▶ **What is needed**: Produce a faithful copy of every record below, without the pictures.

BEGIN Information given

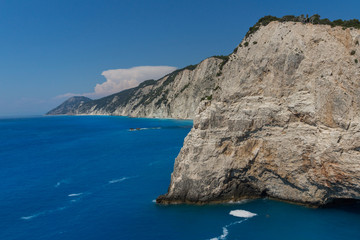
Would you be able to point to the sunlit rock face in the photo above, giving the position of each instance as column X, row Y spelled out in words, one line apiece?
column 283, row 121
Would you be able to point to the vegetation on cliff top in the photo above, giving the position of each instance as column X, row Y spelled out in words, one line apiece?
column 314, row 19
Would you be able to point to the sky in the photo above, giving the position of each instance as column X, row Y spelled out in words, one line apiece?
column 53, row 49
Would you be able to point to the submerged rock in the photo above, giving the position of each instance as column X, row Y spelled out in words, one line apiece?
column 283, row 121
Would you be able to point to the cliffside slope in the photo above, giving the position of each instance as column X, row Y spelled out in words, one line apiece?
column 283, row 122
column 176, row 95
column 69, row 106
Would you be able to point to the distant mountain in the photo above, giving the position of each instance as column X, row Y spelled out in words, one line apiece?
column 69, row 105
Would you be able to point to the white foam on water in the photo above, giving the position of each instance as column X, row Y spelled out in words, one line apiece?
column 75, row 194
column 42, row 213
column 242, row 213
column 118, row 180
column 152, row 163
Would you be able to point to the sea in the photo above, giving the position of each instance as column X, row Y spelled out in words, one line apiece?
column 91, row 177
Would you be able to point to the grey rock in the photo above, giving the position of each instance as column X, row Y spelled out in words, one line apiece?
column 285, row 123
column 69, row 106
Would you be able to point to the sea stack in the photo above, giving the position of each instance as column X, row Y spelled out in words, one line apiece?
column 283, row 121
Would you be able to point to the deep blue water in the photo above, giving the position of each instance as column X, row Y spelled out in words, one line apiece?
column 92, row 178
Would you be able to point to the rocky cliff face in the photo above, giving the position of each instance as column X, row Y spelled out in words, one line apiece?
column 69, row 106
column 176, row 95
column 283, row 122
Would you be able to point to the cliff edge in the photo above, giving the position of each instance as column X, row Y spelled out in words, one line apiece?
column 283, row 121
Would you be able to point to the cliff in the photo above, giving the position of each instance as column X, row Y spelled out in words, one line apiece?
column 284, row 121
column 69, row 106
column 279, row 117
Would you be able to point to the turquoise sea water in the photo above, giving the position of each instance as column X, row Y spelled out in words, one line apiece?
column 91, row 178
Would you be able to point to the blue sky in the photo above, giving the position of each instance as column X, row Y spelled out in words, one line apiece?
column 52, row 48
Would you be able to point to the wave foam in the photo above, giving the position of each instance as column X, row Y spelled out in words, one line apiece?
column 42, row 213
column 226, row 230
column 242, row 213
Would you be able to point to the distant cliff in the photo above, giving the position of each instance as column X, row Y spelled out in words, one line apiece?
column 69, row 106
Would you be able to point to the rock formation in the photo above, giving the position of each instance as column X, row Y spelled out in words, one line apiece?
column 284, row 121
column 279, row 117
column 69, row 106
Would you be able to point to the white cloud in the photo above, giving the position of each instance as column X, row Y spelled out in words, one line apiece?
column 121, row 79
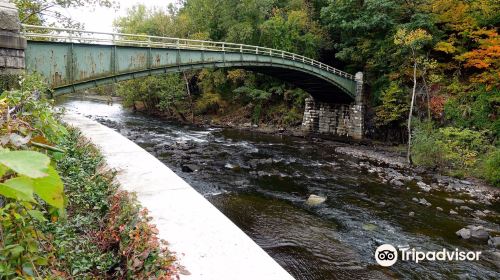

END Information given

▶ **Solution to this exercise**:
Would you be able to point to the sunlit rock face in the photo above, giving the position of each instance as column X, row Y spelled out in words, one line apiece?
column 283, row 121
Would you be able to point to the vegetation on cliff top in the photo above, giving the position of each instance as column X, row Y spelled out in words, one line apiece?
column 314, row 19
Would you be able to point to the sky in the photo above, giving the position of each instance as column X, row Y spelled out in words, one line apiece?
column 53, row 49
Would you be able to point to the submerged rock in the photo above, giving the position of each instance as column X, row Y spelled out in words, one line apiece?
column 283, row 121
Would you be able to point to the cliffside slope in the photo above, giving the position of each instance as column X, row Y spelled out in words, one line apiece?
column 283, row 122
column 176, row 95
column 69, row 106
Would you be able to point to the distant mountain in the photo above, giving the position of each instance as column X, row Y spelled out in words, one line apiece?
column 69, row 105
Would you be able to point to the white foam on water in the photo above, giving the position of each instance as column X, row Y spelled out in words, one line apiece?
column 75, row 194
column 42, row 213
column 242, row 213
column 118, row 180
column 152, row 163
Would you be able to point to the sea in the photo above, giving the position of each instance as column X, row Y spelled out in words, one line apiece?
column 91, row 177
Would you be able to point to the grey rock in the photo above, giving the position of each instance as column X, row Y spelled out in words, one line apiece?
column 285, row 123
column 69, row 106
Would you be able to point to the sea stack in the photo above, giving the position of each instance as column X, row Y spelled out in words, one line apiece?
column 283, row 121
Would you be able to point to the deep blue water in the photo above, giving the position of each instance as column X, row Y spelled out in words, one line apiece?
column 92, row 178
Would you be able to point to the rocky cliff face in the photo above, giving the position of each instance as column X, row Y spelled out in words, one line apiece?
column 69, row 106
column 176, row 95
column 283, row 122
Would you be able to point to the cliff edge in the photo above, giving the position of each instance as column X, row Y spelled out in words, one line apiece?
column 283, row 121
Would you be able to point to the cliff in the photo above, giving the position of each instance as column X, row Y spelled out in words, one line apiece?
column 284, row 121
column 69, row 106
column 279, row 117
Would you be able to point to the turquoise sea water in the photo above, giving the position of each instance as column X, row Y spelled out in words, one line apiece?
column 91, row 178
Would you be able to point to the blue sky in the photo above, giving the position of each instance as column X, row Y spelled out in words, one line apiece?
column 52, row 48
Would you be able to point to the wave foam in the photo above, giving the position of each instance as column X, row Y spelled out in words, one line apiece?
column 42, row 213
column 226, row 230
column 242, row 213
Would you be able to point to the distant cliff in the photo above, giving the position of each instance as column X, row Y spelled out in words, one line apiece?
column 69, row 106
Would you be able to point to the rock formation in the photo above, giving the position of each instance as column X, row Y spelled out in words, one line apiece?
column 284, row 121
column 279, row 117
column 69, row 106
Would you be able to point to the white cloud in the photo above, giving the position of each instance as column X, row Y spelled out in words, one line apiece?
column 121, row 79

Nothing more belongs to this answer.